Work required: Find the lines of the listing that contain the string "below", and return them.
========================================================================
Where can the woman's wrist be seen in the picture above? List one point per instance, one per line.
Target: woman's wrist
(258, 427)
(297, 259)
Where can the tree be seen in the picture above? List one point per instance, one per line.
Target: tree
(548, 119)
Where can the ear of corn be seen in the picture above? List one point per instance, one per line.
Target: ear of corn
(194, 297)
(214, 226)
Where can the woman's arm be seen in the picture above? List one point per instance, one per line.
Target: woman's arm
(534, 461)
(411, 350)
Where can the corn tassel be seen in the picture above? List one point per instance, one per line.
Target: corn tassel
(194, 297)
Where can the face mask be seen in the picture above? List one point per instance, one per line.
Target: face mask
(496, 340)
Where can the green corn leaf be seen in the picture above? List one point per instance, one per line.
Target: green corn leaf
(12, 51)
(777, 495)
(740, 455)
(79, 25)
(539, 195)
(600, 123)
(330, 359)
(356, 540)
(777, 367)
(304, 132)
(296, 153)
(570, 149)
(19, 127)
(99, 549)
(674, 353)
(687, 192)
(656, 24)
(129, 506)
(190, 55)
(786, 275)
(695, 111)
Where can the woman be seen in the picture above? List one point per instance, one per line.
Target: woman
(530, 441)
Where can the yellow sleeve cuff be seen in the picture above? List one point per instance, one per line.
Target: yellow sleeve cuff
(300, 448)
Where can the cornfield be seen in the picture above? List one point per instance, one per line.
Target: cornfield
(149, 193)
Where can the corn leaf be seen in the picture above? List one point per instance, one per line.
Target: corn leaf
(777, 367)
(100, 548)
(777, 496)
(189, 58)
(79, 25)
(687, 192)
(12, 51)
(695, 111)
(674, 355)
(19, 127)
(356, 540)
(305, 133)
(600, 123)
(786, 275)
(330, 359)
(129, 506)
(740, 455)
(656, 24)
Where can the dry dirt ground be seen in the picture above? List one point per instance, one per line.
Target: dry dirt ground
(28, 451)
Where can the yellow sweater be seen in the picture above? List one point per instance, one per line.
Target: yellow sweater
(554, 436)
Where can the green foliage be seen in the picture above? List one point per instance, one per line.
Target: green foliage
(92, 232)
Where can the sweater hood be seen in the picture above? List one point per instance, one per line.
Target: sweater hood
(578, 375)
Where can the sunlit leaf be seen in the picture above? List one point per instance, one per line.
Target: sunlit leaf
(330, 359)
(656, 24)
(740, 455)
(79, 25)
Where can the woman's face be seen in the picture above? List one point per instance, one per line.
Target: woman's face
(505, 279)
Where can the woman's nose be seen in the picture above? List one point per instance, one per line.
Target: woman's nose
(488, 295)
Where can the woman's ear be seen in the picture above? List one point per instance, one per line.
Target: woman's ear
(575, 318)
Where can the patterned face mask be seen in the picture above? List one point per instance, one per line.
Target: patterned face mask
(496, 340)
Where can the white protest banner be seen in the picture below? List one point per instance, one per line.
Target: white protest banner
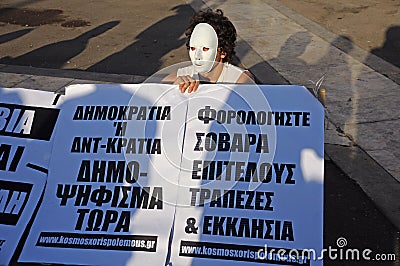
(251, 184)
(27, 121)
(112, 186)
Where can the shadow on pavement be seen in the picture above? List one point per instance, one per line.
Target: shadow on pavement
(144, 56)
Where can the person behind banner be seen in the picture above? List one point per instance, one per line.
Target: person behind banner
(211, 41)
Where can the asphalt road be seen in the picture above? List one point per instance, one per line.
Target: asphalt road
(141, 37)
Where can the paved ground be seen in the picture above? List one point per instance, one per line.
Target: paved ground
(48, 45)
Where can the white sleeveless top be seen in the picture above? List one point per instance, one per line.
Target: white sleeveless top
(229, 74)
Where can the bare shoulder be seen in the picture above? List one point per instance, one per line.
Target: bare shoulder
(170, 78)
(245, 78)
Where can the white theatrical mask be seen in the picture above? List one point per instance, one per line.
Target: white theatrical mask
(203, 47)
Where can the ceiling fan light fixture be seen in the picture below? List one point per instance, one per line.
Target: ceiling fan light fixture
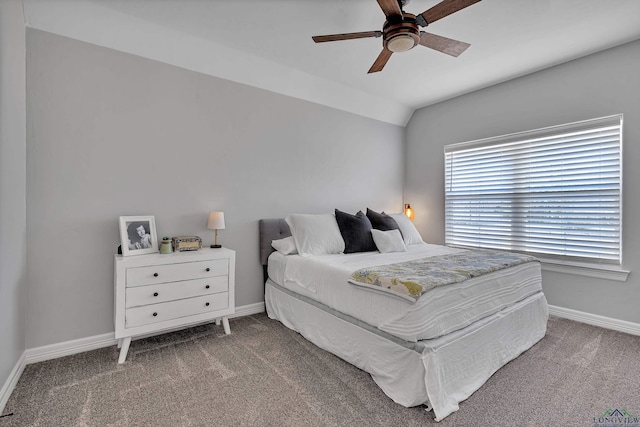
(401, 43)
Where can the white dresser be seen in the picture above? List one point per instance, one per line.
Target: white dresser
(159, 292)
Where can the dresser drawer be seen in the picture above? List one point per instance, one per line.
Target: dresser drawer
(155, 313)
(149, 275)
(153, 294)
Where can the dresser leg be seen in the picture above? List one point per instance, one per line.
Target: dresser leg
(124, 349)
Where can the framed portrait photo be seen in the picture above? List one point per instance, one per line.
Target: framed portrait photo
(138, 235)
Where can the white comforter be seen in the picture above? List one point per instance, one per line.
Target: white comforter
(440, 311)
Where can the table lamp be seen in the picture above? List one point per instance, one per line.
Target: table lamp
(216, 222)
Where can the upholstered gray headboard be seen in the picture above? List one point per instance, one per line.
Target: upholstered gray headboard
(271, 229)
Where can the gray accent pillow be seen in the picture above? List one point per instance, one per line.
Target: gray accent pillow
(356, 232)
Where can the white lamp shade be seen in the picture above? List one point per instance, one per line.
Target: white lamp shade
(216, 221)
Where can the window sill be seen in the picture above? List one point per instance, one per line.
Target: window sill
========================================================================
Exercise result:
Where can the white protest banner be seen in the picture below? List one point per instance, one per line.
Where can the ceiling fan light fixture be seen in the picture below? List one point per instance, one per line.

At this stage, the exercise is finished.